:: To be done ::
Output every entry exactly as given.

:: Supplied records ::
[Start]

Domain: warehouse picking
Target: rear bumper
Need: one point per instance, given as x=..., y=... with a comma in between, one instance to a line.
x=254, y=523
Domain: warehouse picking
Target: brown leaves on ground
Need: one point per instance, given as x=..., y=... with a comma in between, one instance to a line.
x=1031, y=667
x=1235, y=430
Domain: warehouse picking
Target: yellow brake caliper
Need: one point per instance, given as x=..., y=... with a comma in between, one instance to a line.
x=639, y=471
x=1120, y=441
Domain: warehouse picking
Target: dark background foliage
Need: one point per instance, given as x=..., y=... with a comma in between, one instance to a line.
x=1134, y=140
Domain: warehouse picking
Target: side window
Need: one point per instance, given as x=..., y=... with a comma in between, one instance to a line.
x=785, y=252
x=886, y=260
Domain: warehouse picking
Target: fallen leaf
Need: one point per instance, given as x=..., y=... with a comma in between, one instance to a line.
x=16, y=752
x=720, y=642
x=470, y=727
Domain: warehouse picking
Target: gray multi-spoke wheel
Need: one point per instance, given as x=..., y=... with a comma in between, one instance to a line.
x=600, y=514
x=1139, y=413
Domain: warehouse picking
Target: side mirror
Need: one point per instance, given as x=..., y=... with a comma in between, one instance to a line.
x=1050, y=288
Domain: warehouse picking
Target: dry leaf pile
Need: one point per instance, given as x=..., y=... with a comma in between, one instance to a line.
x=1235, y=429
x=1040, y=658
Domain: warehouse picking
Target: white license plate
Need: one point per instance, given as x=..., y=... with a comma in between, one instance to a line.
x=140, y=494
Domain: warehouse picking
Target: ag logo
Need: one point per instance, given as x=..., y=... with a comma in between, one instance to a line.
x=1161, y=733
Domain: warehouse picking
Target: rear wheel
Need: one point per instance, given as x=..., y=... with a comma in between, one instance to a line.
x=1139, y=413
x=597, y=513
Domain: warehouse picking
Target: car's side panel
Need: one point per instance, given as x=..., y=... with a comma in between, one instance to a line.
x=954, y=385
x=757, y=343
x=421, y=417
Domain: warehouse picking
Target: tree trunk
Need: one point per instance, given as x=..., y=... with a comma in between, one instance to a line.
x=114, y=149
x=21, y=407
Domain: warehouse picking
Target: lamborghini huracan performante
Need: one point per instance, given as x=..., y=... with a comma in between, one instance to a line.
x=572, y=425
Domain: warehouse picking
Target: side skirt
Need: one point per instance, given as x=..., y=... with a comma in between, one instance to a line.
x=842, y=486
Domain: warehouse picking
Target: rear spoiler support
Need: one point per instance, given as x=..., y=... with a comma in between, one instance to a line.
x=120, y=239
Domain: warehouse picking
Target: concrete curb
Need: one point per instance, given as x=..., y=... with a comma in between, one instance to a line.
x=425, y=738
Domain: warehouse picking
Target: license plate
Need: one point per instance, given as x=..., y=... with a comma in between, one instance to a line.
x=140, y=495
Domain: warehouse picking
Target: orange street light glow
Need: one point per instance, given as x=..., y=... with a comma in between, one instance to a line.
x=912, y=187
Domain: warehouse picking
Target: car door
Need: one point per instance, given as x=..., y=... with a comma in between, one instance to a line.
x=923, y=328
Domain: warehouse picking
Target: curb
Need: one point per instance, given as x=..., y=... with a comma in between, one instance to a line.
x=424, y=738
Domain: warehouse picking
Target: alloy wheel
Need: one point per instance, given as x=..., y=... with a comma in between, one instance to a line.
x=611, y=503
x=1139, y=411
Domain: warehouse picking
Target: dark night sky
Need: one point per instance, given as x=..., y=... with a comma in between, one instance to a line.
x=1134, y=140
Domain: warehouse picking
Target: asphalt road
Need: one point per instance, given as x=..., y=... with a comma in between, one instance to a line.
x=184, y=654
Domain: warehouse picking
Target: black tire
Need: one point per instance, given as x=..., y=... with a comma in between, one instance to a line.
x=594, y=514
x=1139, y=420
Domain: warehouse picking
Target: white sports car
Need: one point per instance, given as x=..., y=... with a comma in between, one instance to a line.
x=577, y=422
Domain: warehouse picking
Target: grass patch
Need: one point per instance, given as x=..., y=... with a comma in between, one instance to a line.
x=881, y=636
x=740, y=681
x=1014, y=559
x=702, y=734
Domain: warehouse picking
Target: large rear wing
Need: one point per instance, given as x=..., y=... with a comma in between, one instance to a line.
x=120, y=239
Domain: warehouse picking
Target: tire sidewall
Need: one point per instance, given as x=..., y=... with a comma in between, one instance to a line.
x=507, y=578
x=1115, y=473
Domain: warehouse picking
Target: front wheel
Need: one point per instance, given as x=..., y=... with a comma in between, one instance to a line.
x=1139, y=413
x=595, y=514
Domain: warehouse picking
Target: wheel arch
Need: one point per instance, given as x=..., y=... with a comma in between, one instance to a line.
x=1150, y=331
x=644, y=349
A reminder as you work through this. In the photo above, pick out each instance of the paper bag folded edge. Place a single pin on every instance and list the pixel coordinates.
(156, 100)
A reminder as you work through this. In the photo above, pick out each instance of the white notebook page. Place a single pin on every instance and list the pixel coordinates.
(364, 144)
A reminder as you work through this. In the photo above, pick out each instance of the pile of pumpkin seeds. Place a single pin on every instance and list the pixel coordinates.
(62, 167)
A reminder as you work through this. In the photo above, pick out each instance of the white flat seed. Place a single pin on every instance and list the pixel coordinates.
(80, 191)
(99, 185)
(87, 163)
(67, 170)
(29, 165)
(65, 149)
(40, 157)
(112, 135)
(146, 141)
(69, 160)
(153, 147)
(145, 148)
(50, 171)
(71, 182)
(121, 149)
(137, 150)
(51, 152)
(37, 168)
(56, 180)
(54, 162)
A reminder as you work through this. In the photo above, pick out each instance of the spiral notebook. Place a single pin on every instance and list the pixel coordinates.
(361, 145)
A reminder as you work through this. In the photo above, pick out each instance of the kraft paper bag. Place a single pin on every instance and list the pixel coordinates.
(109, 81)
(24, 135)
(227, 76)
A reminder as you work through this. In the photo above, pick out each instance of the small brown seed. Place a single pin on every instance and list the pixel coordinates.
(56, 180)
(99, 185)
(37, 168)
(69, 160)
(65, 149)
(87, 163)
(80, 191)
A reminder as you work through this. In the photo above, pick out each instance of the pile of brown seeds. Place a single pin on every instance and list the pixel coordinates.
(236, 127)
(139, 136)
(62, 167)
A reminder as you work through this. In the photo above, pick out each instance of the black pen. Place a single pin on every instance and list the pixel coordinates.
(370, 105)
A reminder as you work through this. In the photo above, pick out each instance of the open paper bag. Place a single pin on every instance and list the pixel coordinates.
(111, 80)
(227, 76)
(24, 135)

[End]

:: Reply to the exercise ::
Domain: warehouse picking
Target: rear bumper
Need: one point per instance, given as x=..., y=... with a comma in between, one instance to a line.
x=254, y=523
Domain: warehouse picking
Target: brown leaves on ground
Need: one point per instance, given as x=..., y=... with a comma in between, one instance to a line.
x=1031, y=667
x=1235, y=430
Domain: warehouse picking
Target: yellow brake caliper
Need: one point per instance, given as x=..., y=... with a comma in between, one instance to a line.
x=639, y=471
x=1120, y=441
Domain: warehouse picking
Target: dark background foliage
Need: one point per instance, given as x=..., y=... with a comma in between, one instance to a line.
x=1134, y=140
Domain: warehouse picking
Target: side window
Need: one point per instance, given as x=..., y=... with a comma in between, one instance to a line.
x=785, y=252
x=886, y=260
Domain: warehouse picking
Target: fallen leaf
Need: one point per instance, given as x=..., y=... with a comma in between, one instance to a line.
x=16, y=752
x=720, y=642
x=470, y=727
Domain: warehouse picking
Target: gray multi-spoke wheel
Need: one point per instance, given as x=..., y=... with a comma in between, one instance to a line.
x=600, y=514
x=1139, y=413
Domain: warehouse picking
Target: side mirror
Need: one point per instance, given as x=..., y=... with a comma in between, one instance to a line.
x=1050, y=288
Domain: warehouse picking
Target: dry leaf pile
Need: one point per instance, given as x=..., y=... with a comma in between, one instance to a line.
x=1235, y=429
x=1040, y=658
Domain: warehouse picking
Target: white license plate
Need: one point per instance, given as x=..., y=... with a comma in between, one instance to a line.
x=140, y=494
Domain: warehouse picking
Target: ag logo
Need: one point per instance, given as x=..., y=... with a comma in between, one instance to a line.
x=1161, y=733
Domain: warehouse picking
Target: rear wheel
Need: one point per instance, given as x=..., y=... with a comma in between, one instance to a line.
x=1139, y=413
x=597, y=513
Domain: warehouse picking
Target: car's side panel
Need: one point per instance, given as x=..., y=... with a comma in between, one instance to a line.
x=954, y=385
x=757, y=343
x=421, y=417
Domain: warehouse picking
Target: tree trunk
Need: one point per instance, given as x=..., y=... with a comma in between, one instance to a line.
x=114, y=149
x=21, y=407
Domain: warehouse picking
Target: lamborghini huracan performante
Need: one point per instance, given as x=..., y=... with a comma in between, one instance to a line.
x=572, y=425
Domain: warehouse picking
Target: side skirt
Need: one point per instance, given as x=..., y=... with a comma in between, one instance to a line.
x=842, y=486
Domain: warehouse picking
Target: rear spoiler support
Need: one point per instance, given as x=..., y=... with a comma in between, one instance to a line.
x=120, y=239
Domain: warehouse picking
Target: concrete curb
Need: one point per instance, given as x=..., y=... with a comma in between, one instance to a line.
x=425, y=738
Domain: warehouse picking
Target: license plate
Need: one point per instance, given as x=..., y=... with a comma in between, one instance to a line.
x=140, y=495
Domain: warehouse picking
Target: orange street light glow
Need: one point per instance, given as x=..., y=... with a comma in between, one instance to a line.
x=912, y=187
Domain: warehouse picking
Target: car door
Need: one point per instance, given as x=..., y=... with a comma in between, one instance to a line.
x=923, y=328
Domain: warehouse picking
Target: curb
Need: one point per instance, given as x=..., y=... with a comma in between, one instance to a line.
x=424, y=738
Domain: warehouse picking
Target: alloy wheel
Need: one point per instance, given as x=..., y=... with a comma in between, one instance to a line.
x=611, y=503
x=1139, y=411
Domain: warehouse picking
Target: dark night sky
Need: one point per instance, given as x=..., y=... with a comma in between, one instance to a line.
x=1134, y=140
Domain: warehouse picking
Target: asphalt road
Need: one point per instance, given as x=..., y=... with a comma in between, one instance to a line.
x=184, y=654
Domain: warehouse picking
Target: black tire
Need: one point per instance, given as x=..., y=... with a comma in between, one instance to a line.
x=594, y=514
x=1139, y=420
Domain: warehouse picking
Target: white sports car
Need: one point per instance, given as x=..., y=... with a comma in between, one instance to a line.
x=577, y=422
Domain: warehouse picking
Target: grass patch
Need: one point per instance, given as x=..., y=... with a comma in between, one instance to a line.
x=881, y=636
x=740, y=681
x=1014, y=559
x=702, y=734
Domain: warehouse picking
Target: large rear wing
Need: one point per instance, given as x=..., y=... with a comma in between, one instance to a line.
x=120, y=239
Domain: warehouse picking
Target: tire sidewall
Need: one point per instance, given as x=..., y=... with a comma in between, one instance to a line.
x=507, y=578
x=1115, y=473
Domain: warehouse picking
Target: front wheel
Need: one point per instance, given as x=..., y=... with a comma in between, one instance to a line.
x=1139, y=413
x=595, y=514
Domain: warehouse picking
Target: wheel arch
Need: one point per instance, given as x=..., y=... with a comma in between, one instance to a line.
x=1150, y=331
x=644, y=349
A reminder as you work through this. In the photo above, pick out each instance of the paper bag folded edge. Place a single pin on every instance and list the pixel coordinates.
(156, 100)
A reminder as you work through this. In the photo above, pick out each instance of the white notebook page. Place a single pin on every instance and list the pixel coordinates.
(364, 144)
A reminder as you work through this. In the photo above, pick out each instance of the pile of pumpkin seeds. Place a single pin on every instance and list the pixel coordinates.
(62, 167)
A reminder as you work through this. In the photo above, pick out each instance of the white flat seed. Place a single pin on every instance and list the pixel coordinates.
(80, 191)
(99, 185)
(87, 163)
(67, 170)
(29, 165)
(65, 149)
(40, 157)
(112, 135)
(146, 141)
(69, 160)
(153, 147)
(145, 148)
(50, 171)
(71, 182)
(121, 149)
(137, 150)
(51, 152)
(37, 168)
(56, 180)
(54, 162)
A reminder as you work through this. In the photo above, pick out each instance of the spiral notebook. Place a single pin on every instance and list the pixel coordinates.
(361, 145)
A reminder as you work through this. In the photo above, pick out each instance of the kraft paper bag. Place a single pin on every instance and list the pixel coordinates.
(109, 81)
(24, 135)
(227, 76)
A reminder as you work through this. In the photo above, pick out each instance of the small brown seed. Place a single pin on every instance and list the pixel coordinates.
(56, 180)
(99, 185)
(37, 168)
(69, 160)
(65, 149)
(87, 163)
(80, 191)
A reminder as you work through this. In the photo above, pick out each instance of the pile of brown seeds. Place a single pin on every instance and list the pixel coordinates.
(236, 127)
(139, 136)
(62, 167)
A reminder as you work through this. In the photo above, pick out each instance of the black pen. Place a single pin on every instance and list the pixel coordinates.
(370, 105)
A reminder as you work through this. In the photo above, pick out each instance of the open paper bag. Place a single pin on every instance and list the pixel coordinates.
(111, 80)
(227, 76)
(24, 135)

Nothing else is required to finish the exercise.